[[ Recorded data open ]]

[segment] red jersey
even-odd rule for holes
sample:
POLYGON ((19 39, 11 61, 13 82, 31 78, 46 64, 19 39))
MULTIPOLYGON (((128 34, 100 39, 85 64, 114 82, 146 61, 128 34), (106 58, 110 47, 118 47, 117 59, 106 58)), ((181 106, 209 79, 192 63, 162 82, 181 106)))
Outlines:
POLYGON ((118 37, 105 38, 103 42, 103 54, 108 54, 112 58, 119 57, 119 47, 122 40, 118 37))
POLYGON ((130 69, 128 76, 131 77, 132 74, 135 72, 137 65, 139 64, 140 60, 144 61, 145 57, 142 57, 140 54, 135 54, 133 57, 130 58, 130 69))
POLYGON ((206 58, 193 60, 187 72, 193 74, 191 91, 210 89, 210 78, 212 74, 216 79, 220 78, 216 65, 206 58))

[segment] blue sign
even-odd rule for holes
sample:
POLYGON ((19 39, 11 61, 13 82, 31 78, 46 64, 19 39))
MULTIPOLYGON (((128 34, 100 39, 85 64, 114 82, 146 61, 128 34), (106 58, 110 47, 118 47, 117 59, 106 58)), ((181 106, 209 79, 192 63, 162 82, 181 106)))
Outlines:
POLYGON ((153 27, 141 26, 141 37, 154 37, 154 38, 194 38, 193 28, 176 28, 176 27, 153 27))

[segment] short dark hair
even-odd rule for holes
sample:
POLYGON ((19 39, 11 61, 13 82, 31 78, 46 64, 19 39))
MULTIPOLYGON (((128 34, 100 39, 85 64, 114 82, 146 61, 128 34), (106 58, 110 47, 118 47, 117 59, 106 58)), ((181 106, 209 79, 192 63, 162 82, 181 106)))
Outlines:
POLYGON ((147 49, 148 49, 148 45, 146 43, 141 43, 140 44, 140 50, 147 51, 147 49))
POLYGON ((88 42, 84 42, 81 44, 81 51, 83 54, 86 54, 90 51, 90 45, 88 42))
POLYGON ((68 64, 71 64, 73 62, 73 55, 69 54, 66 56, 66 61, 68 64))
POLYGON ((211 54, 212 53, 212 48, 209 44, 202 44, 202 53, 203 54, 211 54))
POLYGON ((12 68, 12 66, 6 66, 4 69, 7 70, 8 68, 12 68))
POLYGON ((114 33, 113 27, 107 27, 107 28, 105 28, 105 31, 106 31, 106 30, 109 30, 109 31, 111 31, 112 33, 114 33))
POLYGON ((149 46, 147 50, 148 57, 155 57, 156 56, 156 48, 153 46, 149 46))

[[ Recorded data closed ]]

Action item: Once you have read the records above, please copy them out exactly.

Written solution:
[segment] red jersey
even-odd rule for holes
sample:
POLYGON ((19 39, 11 61, 13 82, 31 78, 46 64, 19 39))
MULTIPOLYGON (((128 34, 100 39, 85 64, 114 82, 146 61, 128 34), (106 58, 110 47, 118 47, 117 59, 106 58)), ((181 106, 209 79, 192 63, 162 82, 181 106)))
Outlines:
POLYGON ((118 37, 105 38, 103 42, 103 54, 108 54, 112 58, 119 57, 119 47, 122 40, 118 37))
POLYGON ((130 69, 128 76, 131 77, 132 74, 135 72, 137 65, 139 64, 140 60, 144 61, 145 57, 142 57, 140 54, 135 54, 133 57, 130 58, 130 69))
POLYGON ((206 58, 193 60, 187 72, 193 74, 191 91, 210 89, 210 78, 212 74, 216 79, 220 78, 216 65, 206 58))

[segment] blue sign
even-odd rule for holes
sample:
POLYGON ((19 39, 11 61, 13 82, 31 78, 46 64, 19 39))
MULTIPOLYGON (((128 34, 100 39, 85 64, 114 82, 146 61, 128 34), (106 58, 110 47, 118 47, 117 59, 106 58)), ((181 106, 209 79, 192 63, 162 82, 181 106)))
Outlines:
POLYGON ((153 27, 141 26, 141 37, 154 37, 154 38, 194 38, 193 28, 176 28, 176 27, 153 27))

[segment] short dark hair
even-odd rule for holes
sample:
POLYGON ((19 39, 11 61, 13 82, 31 78, 46 64, 19 39))
MULTIPOLYGON (((128 34, 100 39, 85 64, 114 82, 146 61, 128 34), (106 58, 110 47, 118 47, 117 59, 106 58)), ((181 106, 209 79, 192 63, 162 82, 181 106)))
Outlines:
POLYGON ((147 49, 148 49, 148 45, 146 43, 141 43, 140 44, 140 50, 147 51, 147 49))
POLYGON ((88 42, 84 42, 81 44, 81 51, 83 54, 86 54, 90 51, 90 45, 88 42))
POLYGON ((68 64, 71 64, 73 62, 73 55, 69 54, 66 56, 66 61, 68 64))
POLYGON ((211 54, 212 53, 212 48, 209 44, 202 44, 202 53, 203 54, 211 54))
POLYGON ((12 68, 12 66, 6 66, 4 69, 7 70, 8 68, 12 68))
POLYGON ((114 33, 113 27, 107 27, 107 28, 105 28, 105 31, 106 31, 106 30, 109 30, 109 31, 111 31, 112 33, 114 33))
POLYGON ((149 46, 147 50, 148 57, 155 57, 156 56, 156 48, 153 46, 149 46))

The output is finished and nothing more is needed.